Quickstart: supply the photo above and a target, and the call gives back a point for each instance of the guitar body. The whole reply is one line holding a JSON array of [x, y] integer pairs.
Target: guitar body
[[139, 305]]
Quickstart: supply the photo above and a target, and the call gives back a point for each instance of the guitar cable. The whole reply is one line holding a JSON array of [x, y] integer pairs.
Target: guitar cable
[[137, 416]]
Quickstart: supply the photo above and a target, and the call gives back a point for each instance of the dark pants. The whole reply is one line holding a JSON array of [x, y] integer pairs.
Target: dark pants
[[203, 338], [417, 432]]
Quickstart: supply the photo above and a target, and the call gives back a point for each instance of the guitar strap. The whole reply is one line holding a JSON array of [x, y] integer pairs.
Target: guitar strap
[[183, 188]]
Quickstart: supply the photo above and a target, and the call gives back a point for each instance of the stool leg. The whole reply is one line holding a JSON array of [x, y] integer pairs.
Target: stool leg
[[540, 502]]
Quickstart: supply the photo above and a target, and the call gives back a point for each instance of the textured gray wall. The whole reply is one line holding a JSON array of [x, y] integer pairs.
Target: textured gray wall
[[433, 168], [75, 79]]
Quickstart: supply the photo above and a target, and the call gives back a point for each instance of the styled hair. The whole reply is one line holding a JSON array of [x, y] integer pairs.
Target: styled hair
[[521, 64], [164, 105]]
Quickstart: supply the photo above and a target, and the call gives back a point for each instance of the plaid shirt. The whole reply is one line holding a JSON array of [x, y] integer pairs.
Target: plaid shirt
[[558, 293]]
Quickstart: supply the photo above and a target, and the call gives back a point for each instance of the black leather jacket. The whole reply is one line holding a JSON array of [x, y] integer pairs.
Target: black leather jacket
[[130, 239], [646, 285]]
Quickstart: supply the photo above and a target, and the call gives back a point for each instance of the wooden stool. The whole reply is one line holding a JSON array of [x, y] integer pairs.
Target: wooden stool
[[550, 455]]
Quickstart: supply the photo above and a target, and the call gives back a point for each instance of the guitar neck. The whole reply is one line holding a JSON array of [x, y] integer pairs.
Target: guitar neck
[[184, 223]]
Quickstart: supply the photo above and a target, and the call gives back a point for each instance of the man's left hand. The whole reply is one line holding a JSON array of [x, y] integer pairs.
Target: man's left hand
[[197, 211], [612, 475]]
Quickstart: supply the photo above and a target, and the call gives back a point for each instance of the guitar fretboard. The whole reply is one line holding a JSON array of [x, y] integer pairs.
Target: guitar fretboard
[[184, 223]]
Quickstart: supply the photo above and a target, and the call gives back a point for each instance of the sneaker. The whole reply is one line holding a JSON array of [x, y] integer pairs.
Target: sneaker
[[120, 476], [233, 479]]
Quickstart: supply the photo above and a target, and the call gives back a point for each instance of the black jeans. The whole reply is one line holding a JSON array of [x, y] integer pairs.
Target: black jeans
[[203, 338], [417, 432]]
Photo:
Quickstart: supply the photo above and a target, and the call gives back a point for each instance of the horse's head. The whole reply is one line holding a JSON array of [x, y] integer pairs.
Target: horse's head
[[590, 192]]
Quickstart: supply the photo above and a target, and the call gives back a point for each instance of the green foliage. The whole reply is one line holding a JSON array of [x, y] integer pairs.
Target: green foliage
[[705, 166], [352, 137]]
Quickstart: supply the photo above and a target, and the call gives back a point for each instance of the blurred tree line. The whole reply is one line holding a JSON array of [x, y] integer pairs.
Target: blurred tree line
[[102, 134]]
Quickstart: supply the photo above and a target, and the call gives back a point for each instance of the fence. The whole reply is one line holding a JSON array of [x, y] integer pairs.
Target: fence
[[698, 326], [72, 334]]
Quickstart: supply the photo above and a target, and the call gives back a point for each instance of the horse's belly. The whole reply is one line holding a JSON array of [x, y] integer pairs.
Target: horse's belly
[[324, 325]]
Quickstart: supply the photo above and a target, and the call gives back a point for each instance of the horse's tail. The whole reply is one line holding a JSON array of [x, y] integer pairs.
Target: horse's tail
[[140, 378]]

WHAT TO DO. Can you return, word for word, the stretch of the records from the line containing "the guitar fretboard." through the line containing "[[120, 476], [233, 479]]", including both of those lines and nothing else?

EXERCISE OUTPUT.
Quickstart: supply the photo above and a target, and the call gives back a point for each instance of the guitar fretboard. The whole reply is one line holding a JSON array of [x, y] integer pairs.
Target: guitar fretboard
[[184, 223]]
Quickstart: supply the photo above and a target, and the call gives back a point for each instance of the sneaker. The whole reply is one line holding a JSON array of [x, y] integer pairs.
Target: sneaker
[[120, 476], [233, 479]]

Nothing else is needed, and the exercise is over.